> [STATED PROBLEM] Retype every one of the items below word for word, keeping each line in its original order.
^^^^^^^^
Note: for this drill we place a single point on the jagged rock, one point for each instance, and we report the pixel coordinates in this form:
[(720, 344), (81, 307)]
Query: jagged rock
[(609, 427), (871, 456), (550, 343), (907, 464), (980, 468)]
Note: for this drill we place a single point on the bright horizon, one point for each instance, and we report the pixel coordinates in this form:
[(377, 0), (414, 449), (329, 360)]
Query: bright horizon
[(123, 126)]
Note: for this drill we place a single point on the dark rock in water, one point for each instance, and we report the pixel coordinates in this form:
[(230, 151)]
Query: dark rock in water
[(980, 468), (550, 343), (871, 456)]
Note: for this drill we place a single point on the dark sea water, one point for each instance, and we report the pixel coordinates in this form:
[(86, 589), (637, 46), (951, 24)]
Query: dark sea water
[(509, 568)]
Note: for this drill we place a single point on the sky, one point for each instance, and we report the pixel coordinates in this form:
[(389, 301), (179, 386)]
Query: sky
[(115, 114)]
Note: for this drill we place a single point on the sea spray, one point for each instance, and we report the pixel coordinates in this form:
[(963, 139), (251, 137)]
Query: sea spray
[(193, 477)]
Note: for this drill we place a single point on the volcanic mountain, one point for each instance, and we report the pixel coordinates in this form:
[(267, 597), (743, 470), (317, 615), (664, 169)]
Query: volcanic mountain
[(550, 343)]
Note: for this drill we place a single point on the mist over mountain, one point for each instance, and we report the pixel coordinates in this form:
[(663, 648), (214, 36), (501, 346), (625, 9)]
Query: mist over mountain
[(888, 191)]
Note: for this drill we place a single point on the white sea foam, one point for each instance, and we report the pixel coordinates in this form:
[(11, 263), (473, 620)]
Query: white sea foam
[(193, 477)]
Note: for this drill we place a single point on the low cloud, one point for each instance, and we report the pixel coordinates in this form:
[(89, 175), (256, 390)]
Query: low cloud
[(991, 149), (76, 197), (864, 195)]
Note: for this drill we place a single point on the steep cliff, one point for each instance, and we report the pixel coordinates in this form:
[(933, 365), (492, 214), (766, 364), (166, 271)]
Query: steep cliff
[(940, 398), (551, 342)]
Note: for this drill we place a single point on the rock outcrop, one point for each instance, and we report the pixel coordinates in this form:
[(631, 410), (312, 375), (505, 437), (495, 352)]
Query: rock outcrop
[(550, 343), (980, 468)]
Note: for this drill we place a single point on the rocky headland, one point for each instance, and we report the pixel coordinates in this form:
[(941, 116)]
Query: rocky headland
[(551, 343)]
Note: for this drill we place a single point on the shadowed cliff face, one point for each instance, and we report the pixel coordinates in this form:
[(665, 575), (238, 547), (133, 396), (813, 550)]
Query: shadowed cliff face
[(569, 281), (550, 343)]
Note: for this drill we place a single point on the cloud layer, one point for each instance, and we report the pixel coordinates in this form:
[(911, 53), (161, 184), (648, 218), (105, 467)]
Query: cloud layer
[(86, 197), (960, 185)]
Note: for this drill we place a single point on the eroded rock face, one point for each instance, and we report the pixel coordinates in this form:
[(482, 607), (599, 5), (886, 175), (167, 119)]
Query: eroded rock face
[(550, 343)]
^^^^^^^^
> [SOLUTION]
Note: for this drill we place a single point on the jagged rock, one point for each instance, and we report the pixel coordinates in this form:
[(720, 344), (81, 307)]
Query: jagged rock
[(609, 427), (871, 456), (550, 343), (907, 464), (980, 468)]
Note: for this drill we place a single point on the bright horizon, one point for each instance, and we report the pixel coordinates in this form:
[(377, 0), (414, 449), (329, 360)]
Query: bright horizon
[(123, 126)]
Note: for this drill we place a single point on the dark rock in water, one point for each instance, and we report the pixel coordinates in this form:
[(230, 151)]
Query: dark rock in water
[(980, 468), (550, 343), (871, 456)]
Note: for this drill we place a single point on the dark sea water, one point for each instance, and we report the pixel coordinates in this form:
[(86, 589), (637, 46), (951, 24)]
Query: dark sea water
[(509, 568)]
Note: for this drill we place a single point on the sky, one point for each instance, and we report the pixel coordinates in this form:
[(389, 301), (179, 386)]
Query: sky
[(115, 114)]
Note: for this drill we place a single point on the sea spray, one point for each instance, and we report the pixel coordinates in this form:
[(963, 139), (251, 137)]
Query: sea spray
[(193, 477)]
Note: for this drill we place a single point on the volcanic mountain, one point for each instance, and we report the pixel coordinates in this form:
[(267, 597), (743, 470), (317, 615), (664, 169)]
Query: volcanic mountain
[(550, 343)]
Note: for this drill we place a single point on the mist over mountain, one point for each instance, and we report the pixel coordinates in this form:
[(663, 648), (214, 36), (501, 346), (625, 9)]
Query: mist over mountain
[(888, 191)]
Note: for this drill we place a single point on the white sea foam, one point for each instance, and we report the pixel coordinates in this form:
[(11, 263), (473, 620)]
Query: white sea foam
[(193, 477)]
Note: for this drill we place a single point on the low cloud, one point for each instance, and we report the pixel coordinates in this form:
[(89, 175), (256, 390)]
Query: low cloud
[(991, 149), (76, 197), (864, 195)]
Note: for this drill we place a single point on the steep cliff, one point for each instance, and we report the pixel coordinates in this form:
[(933, 365), (492, 214), (766, 364), (166, 271)]
Query: steep cliff
[(940, 398), (551, 342)]
Note: for this drill we place a single point on the rock outcrop, one point for each instance, and we report the pixel coordinates in this form:
[(631, 410), (312, 375), (505, 437), (495, 352)]
Query: rock outcrop
[(550, 343), (980, 468)]
Note: for this drill we place a single point on the rocky headland, one point for each instance, and we report the pixel coordinates in this form:
[(941, 116)]
Query: rocky headland
[(551, 343)]
Note: for this drill we place a single point on the shadowed cliff face, one point for each instance, and we report the pixel coordinates in this form:
[(665, 575), (238, 547), (133, 396), (813, 550)]
Query: shadowed cliff face
[(569, 281), (550, 343)]
Note: for this drill we place a single point on the cloud layer, one point for each instance, and we report the pixel coordinates in this form:
[(911, 53), (161, 184), (648, 218), (105, 467)]
Query: cloud layer
[(86, 197), (960, 185)]
Note: for this drill we place a single point on the eroded rock face, one point for each instance, and we report the pixel coordinates in this form:
[(482, 607), (599, 5), (886, 175), (167, 119)]
Query: eroded rock face
[(550, 343)]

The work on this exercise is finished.